### Task description
Copy the material below line by line, reproducing every character without change.

### Input rows
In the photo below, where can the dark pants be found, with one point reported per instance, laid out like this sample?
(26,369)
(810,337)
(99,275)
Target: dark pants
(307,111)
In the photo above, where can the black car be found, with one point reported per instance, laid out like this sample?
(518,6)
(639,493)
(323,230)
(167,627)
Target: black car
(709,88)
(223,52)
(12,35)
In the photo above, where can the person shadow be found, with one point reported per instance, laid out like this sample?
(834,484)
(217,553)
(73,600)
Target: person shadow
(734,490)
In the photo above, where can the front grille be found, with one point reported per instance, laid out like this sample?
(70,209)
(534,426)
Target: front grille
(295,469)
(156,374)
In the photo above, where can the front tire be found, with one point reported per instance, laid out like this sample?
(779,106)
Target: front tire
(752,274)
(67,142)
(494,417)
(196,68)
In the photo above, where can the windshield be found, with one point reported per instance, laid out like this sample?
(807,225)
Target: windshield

### Result for this task
In the photo below, where can the dark pants be found, with one point reported per instance, laid out like this sample?
(26,369)
(810,337)
(99,275)
Target: dark pants
(307,111)
In the photo above, where can the black car be found, with one point reported per instance, laid out like this sample?
(518,6)
(639,493)
(323,230)
(167,627)
Target: black car
(709,88)
(223,52)
(12,35)
In the photo above, where can the person shadow be found, with one point reported per instance, laid out like this sample?
(834,484)
(217,553)
(73,600)
Target: person shadow
(734,490)
In the photo above, where can the front grille be found, with one point reported per instance, laid out like this sample?
(70,209)
(534,426)
Target: front grille
(295,469)
(156,374)
In the photo above, where can the front tire be found, with one point reported per instance, laid out like this sample?
(779,106)
Target: front tire
(752,274)
(67,142)
(494,417)
(196,68)
In the photo above, where can the windshield be found, with one point reported per instance, laid out like this sample?
(807,225)
Target: windshield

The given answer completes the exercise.